━━━━━ PROVIDED RECORDS ━━━━━

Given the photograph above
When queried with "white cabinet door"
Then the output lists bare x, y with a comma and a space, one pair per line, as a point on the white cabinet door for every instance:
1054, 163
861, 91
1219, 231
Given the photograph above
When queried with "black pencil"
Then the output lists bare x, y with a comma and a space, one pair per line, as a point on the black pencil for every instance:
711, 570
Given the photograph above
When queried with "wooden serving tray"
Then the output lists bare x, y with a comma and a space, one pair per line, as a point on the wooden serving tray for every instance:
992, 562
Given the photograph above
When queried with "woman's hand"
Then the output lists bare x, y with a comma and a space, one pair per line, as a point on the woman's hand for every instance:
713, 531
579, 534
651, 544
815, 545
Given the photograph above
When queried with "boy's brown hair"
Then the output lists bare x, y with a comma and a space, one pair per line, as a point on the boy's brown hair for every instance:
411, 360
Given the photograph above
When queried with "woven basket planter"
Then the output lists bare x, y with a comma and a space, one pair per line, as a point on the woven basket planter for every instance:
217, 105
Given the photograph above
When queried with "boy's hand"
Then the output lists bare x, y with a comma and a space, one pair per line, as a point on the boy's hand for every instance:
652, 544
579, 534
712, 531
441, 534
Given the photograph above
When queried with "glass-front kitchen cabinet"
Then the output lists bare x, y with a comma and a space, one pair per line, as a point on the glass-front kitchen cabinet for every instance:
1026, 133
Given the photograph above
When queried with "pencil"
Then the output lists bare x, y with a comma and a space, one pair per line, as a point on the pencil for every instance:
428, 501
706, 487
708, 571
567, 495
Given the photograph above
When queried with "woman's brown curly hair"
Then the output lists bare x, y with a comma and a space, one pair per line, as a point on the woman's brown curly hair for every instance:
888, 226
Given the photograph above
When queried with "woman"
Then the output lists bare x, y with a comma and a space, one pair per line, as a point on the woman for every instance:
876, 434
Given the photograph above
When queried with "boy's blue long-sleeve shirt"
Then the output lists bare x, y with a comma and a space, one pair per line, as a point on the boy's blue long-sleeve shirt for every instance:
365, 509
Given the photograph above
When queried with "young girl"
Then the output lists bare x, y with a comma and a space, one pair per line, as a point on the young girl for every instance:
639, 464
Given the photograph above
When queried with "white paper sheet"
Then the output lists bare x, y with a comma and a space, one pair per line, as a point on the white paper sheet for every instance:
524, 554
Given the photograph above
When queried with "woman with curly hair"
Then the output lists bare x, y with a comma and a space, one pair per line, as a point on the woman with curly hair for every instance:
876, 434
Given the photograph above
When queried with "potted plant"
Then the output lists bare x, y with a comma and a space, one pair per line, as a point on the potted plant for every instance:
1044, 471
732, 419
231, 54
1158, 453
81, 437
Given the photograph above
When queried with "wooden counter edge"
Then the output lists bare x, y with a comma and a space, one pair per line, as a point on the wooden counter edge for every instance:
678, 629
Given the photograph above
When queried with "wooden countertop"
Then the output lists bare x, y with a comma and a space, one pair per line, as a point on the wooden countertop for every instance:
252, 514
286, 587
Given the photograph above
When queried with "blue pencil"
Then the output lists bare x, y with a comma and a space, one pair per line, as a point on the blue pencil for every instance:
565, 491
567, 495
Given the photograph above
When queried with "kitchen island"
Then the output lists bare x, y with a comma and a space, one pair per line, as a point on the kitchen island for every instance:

━━━━━

PROBLEM TO WORK ON
Each entry is to be returned in full, character for character.

THE SOLUTION
Given the photograph above
When queried with "white cabinet door"
Then the output lists bare x, y with a comma and a space, one pair per line, as a point on the white cabinet door for every instance:
1054, 163
861, 91
1219, 231
Given the photograph above
When queried with "black pencil"
Then the output lists bare x, y with a comma and a space, one pair per line, as a point on the black pencil for every instance:
711, 570
Given the photograph above
When queried with "wooden serving tray"
Then the output lists bare x, y with a comma and a space, one pair per line, as a point on the wooden serving tray for every instance:
992, 562
Given the photograph above
When queried with "woman's hand"
Then the output lists bare x, y with a comma and a space, one pair per line, as a point on the woman's hand for every instance:
713, 531
579, 534
651, 544
815, 545
Given the photograph above
When queried with "boy's brown hair"
Then the output lists bare x, y with a comma and a space, one pair per line, as a point on the boy's brown hair for every instance:
411, 360
Given the photograph above
When queried with "woven basket planter"
Then the output lists bare x, y with a comma and a space, one pair per line, as a point on the woven basket planter for every instance:
217, 105
Given the photograph above
When queried with "boy's hand"
Then the output lists bare x, y with a comma and a space, one pair per line, as a point on the boy's hand for every instance:
652, 544
579, 534
712, 531
441, 534
Given the photograph above
When queried with "glass-front kitchen cabinet"
Then the output lists bare x, y with a comma and a space, one pair per line, as a point on the glass-front kitchen cabinet for every instance:
1026, 133
Given the photograph above
When queried with "pencil"
Then the output lists bare x, y with a comma and a space, one pair per line, as a point on the pencil for every instance:
428, 501
706, 487
708, 571
567, 495
Given the photograph above
When queried with "woman's brown curly hair"
Then the output lists bare x, y with a comma and a space, one pair per line, as a point on the woman's brown curly hair for every instance:
888, 226
Given the photograph above
When queried with "woman"
Then the output lists bare x, y with a comma and a space, one pair per line, as a point on the woman for every instance:
876, 434
Given the photograph above
When queried with "boy's blue long-sleeve shirt"
Then the output lists bare x, y with a comma and a space, one pair per line, as a point on the boy's blue long-sleeve shirt for every instance:
365, 509
Given the photograph above
When queried with "young girl"
Then the output lists bare x, y with a comma and a space, one pair per line, as a point on the young girl for every instance:
639, 464
Given the photograph above
When queried with "white paper sheet"
Then the output lists bare x, y with a comma and a space, one pair per line, as a point on the white paper sheet for every instance:
524, 554
Given the photograph above
When queried with "woman with curly hair"
Then the output lists bare x, y with a comma and a space, one pair per line, as a point on the woman with curly hair for every instance:
876, 434
Given the photograph above
When queried with "potted plant"
Then the output lists bare x, y with a comma and a space, one pair per line, as a point on the potted plant for every instance:
1044, 471
732, 419
231, 54
1158, 453
81, 437
Given the photograph above
When queried with "wooden counter edge"
Then the output lists bare x, y with a comma and a space, one pair per line, as a point on the wooden counter edge for every instance:
678, 629
Given the photograph above
When queried with "wooden countertop"
Then the output lists bare x, y with a comma and a space, one pair per line, as a point on the wooden countertop for every instance:
252, 514
286, 587
Given the photograph above
When queried with "blue pencil"
Then the output lists bare x, y with a comma and a space, one pair per line, as a point on the blue pencil for every instance:
565, 491
567, 495
Given the photograph above
When queried with "kitchen island"
Then the output lists bare x, y with a comma and a space, one pair per line, as a point on the kitchen island for every instance:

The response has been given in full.